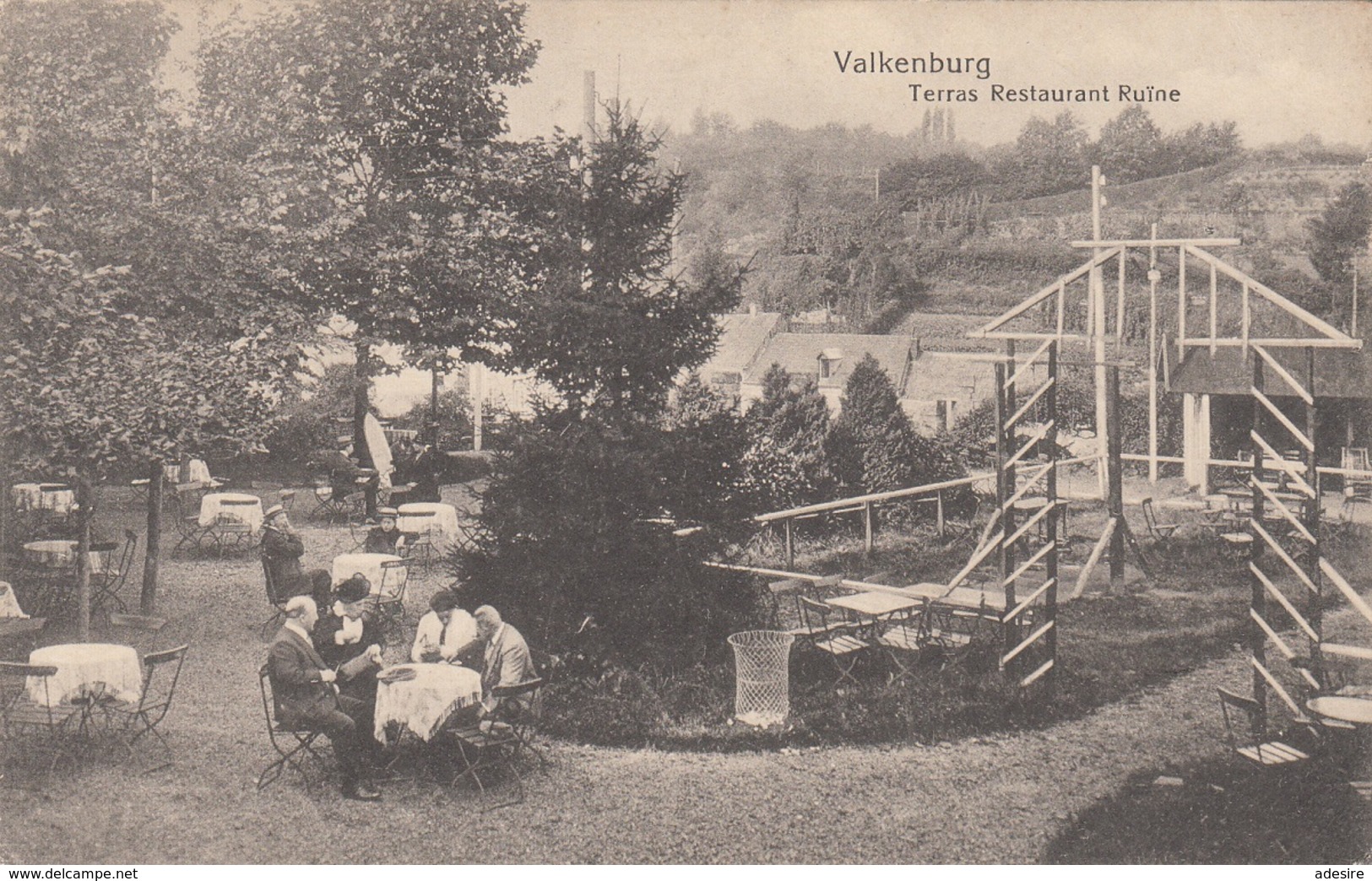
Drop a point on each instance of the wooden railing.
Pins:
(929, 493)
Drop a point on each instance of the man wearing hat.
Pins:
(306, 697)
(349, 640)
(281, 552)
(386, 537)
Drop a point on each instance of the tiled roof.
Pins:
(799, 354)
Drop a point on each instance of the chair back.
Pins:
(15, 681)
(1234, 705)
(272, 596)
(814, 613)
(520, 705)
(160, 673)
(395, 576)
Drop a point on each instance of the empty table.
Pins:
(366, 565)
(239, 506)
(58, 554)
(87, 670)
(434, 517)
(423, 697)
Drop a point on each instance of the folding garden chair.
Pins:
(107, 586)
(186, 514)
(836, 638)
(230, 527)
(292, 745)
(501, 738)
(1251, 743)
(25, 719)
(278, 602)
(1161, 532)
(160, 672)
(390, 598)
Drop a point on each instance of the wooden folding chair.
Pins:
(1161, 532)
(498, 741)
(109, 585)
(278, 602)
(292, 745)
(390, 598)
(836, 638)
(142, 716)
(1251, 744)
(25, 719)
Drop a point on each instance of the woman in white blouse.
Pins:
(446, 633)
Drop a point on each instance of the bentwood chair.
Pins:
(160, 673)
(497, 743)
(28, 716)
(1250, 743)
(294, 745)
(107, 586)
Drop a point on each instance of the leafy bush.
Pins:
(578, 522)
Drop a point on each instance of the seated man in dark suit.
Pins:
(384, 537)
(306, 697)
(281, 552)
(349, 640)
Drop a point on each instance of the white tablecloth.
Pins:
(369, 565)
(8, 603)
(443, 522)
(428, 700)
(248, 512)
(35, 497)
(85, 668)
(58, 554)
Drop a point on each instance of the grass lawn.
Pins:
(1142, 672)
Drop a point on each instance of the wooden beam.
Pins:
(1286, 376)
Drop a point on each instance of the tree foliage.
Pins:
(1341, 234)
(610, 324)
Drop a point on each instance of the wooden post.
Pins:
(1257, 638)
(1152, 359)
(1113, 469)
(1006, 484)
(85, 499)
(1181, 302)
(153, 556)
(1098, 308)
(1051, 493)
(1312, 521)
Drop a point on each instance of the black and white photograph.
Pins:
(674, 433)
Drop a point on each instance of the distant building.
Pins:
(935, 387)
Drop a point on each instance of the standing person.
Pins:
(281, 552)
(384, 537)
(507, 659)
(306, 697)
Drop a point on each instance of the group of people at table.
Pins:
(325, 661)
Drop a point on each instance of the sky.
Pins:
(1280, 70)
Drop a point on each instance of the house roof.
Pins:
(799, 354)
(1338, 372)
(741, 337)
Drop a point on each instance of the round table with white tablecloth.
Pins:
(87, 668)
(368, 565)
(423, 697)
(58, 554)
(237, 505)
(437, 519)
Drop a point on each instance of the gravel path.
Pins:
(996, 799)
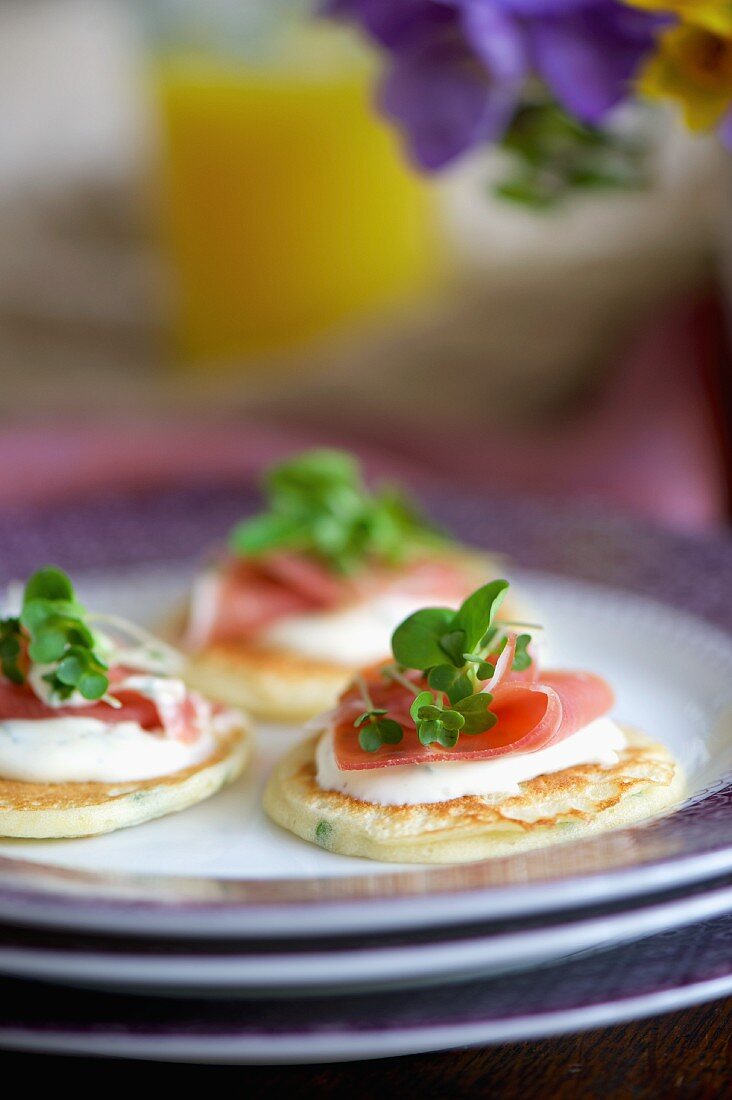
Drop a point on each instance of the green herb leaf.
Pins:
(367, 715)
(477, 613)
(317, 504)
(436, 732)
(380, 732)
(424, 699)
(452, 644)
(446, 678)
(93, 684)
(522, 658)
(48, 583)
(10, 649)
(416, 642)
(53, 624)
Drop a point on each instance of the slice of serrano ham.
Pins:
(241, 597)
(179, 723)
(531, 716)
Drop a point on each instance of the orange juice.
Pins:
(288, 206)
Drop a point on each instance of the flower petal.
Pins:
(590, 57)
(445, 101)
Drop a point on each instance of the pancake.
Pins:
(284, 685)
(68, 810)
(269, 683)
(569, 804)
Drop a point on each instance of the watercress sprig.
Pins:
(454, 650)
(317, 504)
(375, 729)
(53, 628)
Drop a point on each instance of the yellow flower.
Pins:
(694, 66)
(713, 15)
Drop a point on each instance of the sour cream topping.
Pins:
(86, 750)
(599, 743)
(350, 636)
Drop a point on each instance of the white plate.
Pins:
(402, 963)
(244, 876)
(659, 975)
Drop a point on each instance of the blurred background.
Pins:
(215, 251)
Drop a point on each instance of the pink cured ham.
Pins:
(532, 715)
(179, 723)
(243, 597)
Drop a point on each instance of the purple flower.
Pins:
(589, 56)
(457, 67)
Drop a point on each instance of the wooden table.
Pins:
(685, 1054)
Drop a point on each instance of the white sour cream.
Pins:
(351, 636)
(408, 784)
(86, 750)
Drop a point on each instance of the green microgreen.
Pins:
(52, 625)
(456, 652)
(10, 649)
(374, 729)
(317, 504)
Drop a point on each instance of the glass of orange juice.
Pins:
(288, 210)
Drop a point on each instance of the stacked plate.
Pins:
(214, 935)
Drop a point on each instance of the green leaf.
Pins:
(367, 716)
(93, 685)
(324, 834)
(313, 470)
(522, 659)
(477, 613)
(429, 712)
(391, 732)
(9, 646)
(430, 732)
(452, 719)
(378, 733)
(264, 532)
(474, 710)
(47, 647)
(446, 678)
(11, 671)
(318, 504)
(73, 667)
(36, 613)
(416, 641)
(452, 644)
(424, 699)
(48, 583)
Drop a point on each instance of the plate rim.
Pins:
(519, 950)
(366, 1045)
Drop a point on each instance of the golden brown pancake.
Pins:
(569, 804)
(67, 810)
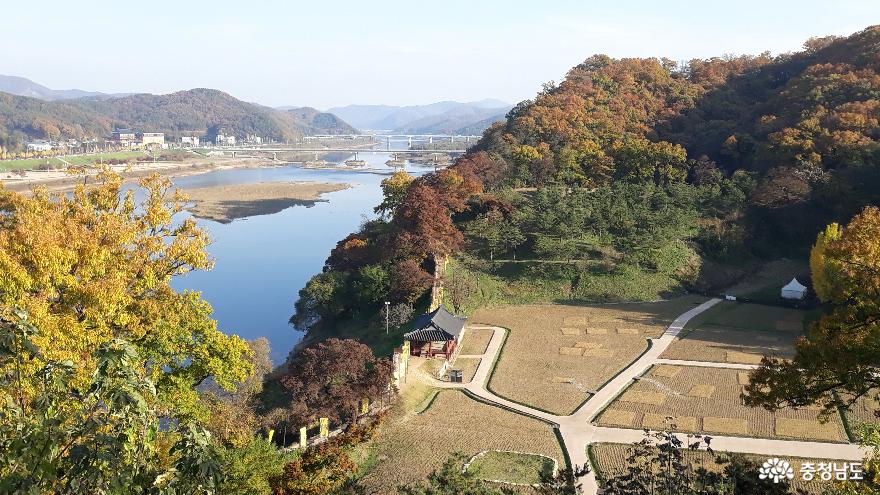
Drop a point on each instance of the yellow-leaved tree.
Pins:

--

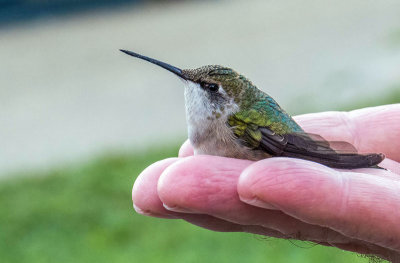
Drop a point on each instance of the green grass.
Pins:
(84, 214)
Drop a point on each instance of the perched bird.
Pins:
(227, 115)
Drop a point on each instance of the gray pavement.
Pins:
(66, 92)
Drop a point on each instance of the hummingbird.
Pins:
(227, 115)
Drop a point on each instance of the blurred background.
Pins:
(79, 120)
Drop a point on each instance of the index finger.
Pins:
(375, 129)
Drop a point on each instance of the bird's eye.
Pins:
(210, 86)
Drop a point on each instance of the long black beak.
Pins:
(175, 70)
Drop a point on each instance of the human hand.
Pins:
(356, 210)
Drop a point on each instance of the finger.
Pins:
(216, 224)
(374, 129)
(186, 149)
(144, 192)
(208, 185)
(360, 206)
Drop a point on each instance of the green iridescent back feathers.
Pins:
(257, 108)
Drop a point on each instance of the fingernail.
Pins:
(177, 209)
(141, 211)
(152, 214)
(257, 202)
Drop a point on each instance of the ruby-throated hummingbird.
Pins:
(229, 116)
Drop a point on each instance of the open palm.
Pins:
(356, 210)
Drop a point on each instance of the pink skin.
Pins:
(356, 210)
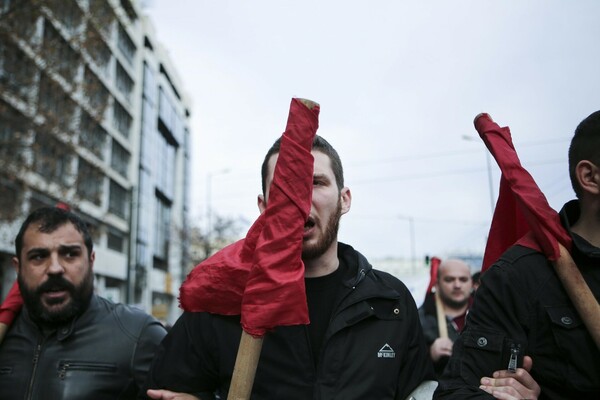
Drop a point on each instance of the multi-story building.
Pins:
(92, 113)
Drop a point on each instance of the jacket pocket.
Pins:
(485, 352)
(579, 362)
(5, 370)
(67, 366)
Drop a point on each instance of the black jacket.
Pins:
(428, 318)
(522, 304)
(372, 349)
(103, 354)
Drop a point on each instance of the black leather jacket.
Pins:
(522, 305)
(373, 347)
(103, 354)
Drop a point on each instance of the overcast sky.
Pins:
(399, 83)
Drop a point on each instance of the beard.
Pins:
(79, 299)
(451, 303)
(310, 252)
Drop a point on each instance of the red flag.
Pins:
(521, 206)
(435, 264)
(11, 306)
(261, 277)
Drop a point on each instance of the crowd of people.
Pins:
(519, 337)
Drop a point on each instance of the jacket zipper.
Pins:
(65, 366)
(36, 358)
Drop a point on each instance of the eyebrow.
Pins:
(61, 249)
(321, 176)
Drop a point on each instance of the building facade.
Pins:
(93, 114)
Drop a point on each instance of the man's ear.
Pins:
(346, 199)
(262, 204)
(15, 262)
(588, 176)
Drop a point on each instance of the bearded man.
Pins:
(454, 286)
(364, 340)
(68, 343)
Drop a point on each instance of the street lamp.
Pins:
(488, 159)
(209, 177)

*Problem details:* Taking the entries above, write out exactly each line from the one holding "Drop a point on each instance of the leafy" to the one holding "Drop a point on each instance of the group", both included, and stop there.

*Task answer:*
Drop a point on each instance of the leafy bush.
Pins:
(578, 522)
Drop a point on each instance of the seated man in dark suit.
Pins:
(384, 537)
(306, 697)
(281, 552)
(349, 640)
Drop a point on each instance of the white tablecloth.
Pins:
(369, 565)
(8, 603)
(443, 522)
(428, 700)
(248, 512)
(35, 497)
(85, 668)
(58, 554)
Drop a point on each instance of the grass lawn.
Pins:
(1142, 672)
Drop a point on each instance of the wooden beam.
Pins:
(1286, 376)
Drop a point on each instance of the tree foliage.
Pins:
(1341, 234)
(610, 324)
Drop a point on each instance of the wooden post.
Pins:
(1257, 638)
(1152, 359)
(1113, 469)
(1006, 484)
(85, 499)
(1181, 302)
(153, 556)
(1098, 308)
(1051, 493)
(1312, 521)
Drop a point on each instance of the black and white photograph.
Pins:
(674, 433)
Drop a point on each instance of the distant building.
Pins:
(935, 387)
Drop a point on each instance of the standing person.
Pins:
(281, 552)
(384, 537)
(507, 659)
(306, 697)
Drop a point on each instance of the group of people at table.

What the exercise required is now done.